The unusually demanding nature of medical education leaves medical students at great risk of being hit with mental health issues. Mayo Clinic reported on March 14, 2016, medical students are more vulnerable to alcohol abuse than their peers who are not attending medical school. This becomes a particularly acute problem for medical students who are young, single and carrying a large debt for their education. The findings from this study on medical student burnout have been published in the journal Academic Medicine.
Liselotte Dyrbye, M.D., Mayo Clinic internist and senior author of the paper, says the findings from this study show that there is good reason to be concerned. It has been recommended by the researchers that institutions pursue a multidimensional solution to address associated issues with burnout, the high cost of medical education and the problem of alcohol abuse.
The researchers surveyed 12,500 medical students and 33 percent of those students responded. About 1,400 of that subgroup who responded had experiences with clinical alcohol abuse or dependence. That translates to approximately one-third of those responding nationally in comparison to only 16 percent of peers who were not in medical school. Based on earlier research by the same team this came out to two times the rate of alcohol abuse or dependence of surgeons, U.S. physicians or the general public.
With alcohol abuse or dependence among medical students burnout issues such as emotional exhaustion or feelings of depersonalization are often seen. There are three other factors which have been found to be independently associated with this problem:
- A younger age than most of their peers in medical school
- Not being married
- The amount of educational debt
To make matters even worse the very doctors medical students are told to trust with their problems, the psychiatrists, consistently only make things worse and generally finish off their careers before they ever get started. As the Citizens Commission on Human Rights has highlighted psychiatry is a destructive discipline. While the psychiatrists pose as if they are authorities on the mind and mental health psychiatry itself actually does not have any scientific basis for any of its consistently harmful treatments or methods. Unless psychiatry is actually abolished and replaced with humane natural approaches to mental health care it appears the many medical students who understandably are confronted with mental health issues during the course of their demanding and expensive education are doomed.

(Stored data entries)
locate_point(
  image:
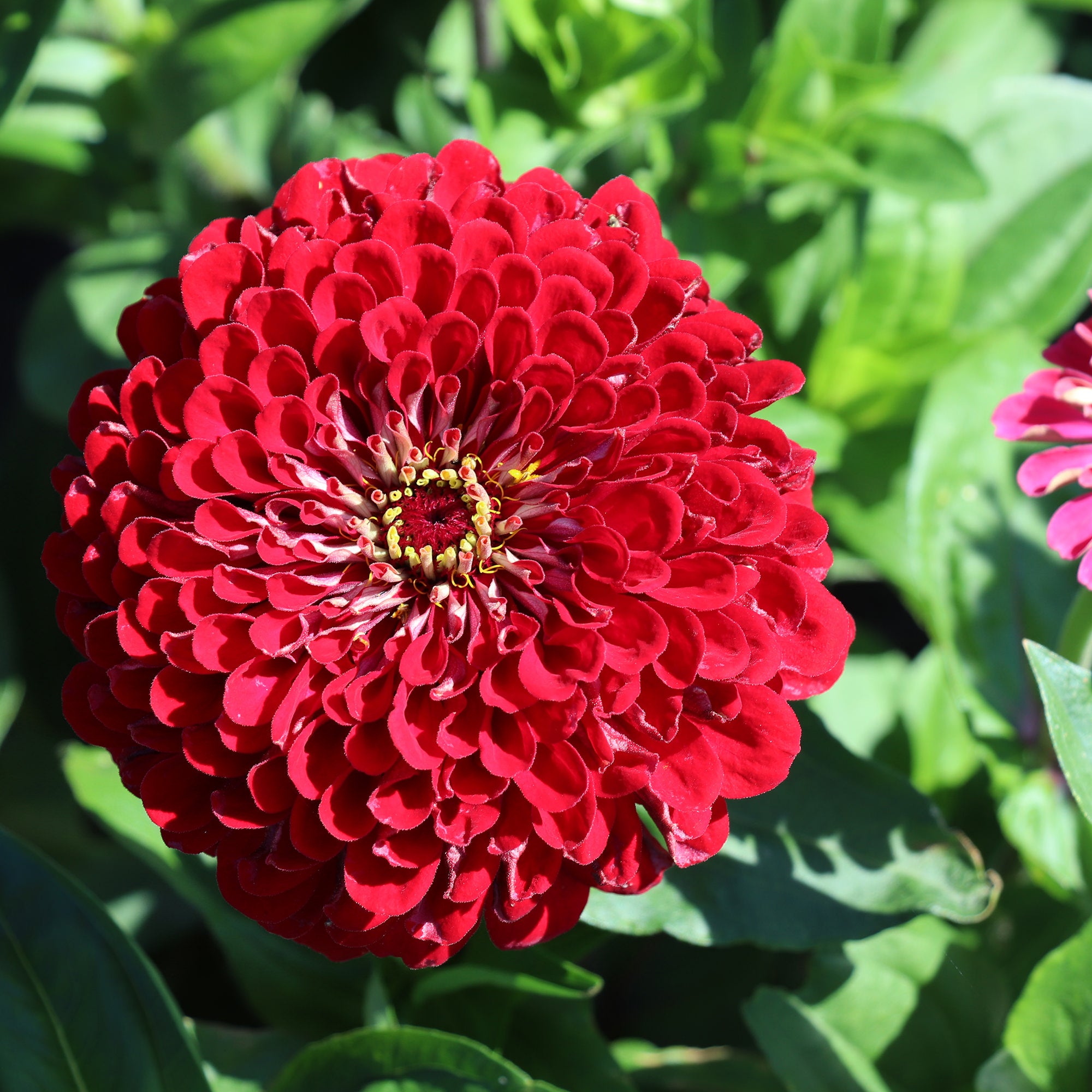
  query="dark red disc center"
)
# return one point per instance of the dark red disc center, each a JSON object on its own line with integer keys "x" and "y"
{"x": 434, "y": 517}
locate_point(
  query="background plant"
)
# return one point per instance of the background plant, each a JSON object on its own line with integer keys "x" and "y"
{"x": 903, "y": 197}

- AIM OF THE EXERCISE -
Please quote the article on alcohol abuse among medical students from "Liselotte Dyrbye, M.D., Mayo" up to and including "the general public.".

- ANSWER SPACE -
Liselotte Dyrbye, M.D., Mayo Clinic internist and senior author of the paper, says the findings from this study show that there is good reason to be concerned. It has been recommended by the researchers that institutions pursue a multidimensional solution to address associated issues with burnout, the high cost of medical education and the problem of alcohol abuse.
The researchers surveyed 12,500 medical students and 33 percent of those students responded. About 1,400 of that subgroup who responded had experiences with clinical alcohol abuse or dependence. That translates to approximately one-third of those responding nationally in comparison to only 16 percent of peers who were not in medical school. Based on earlier research by the same team this came out to two times the rate of alcohol abuse or dependence of surgeons, U.S. physicians or the general public.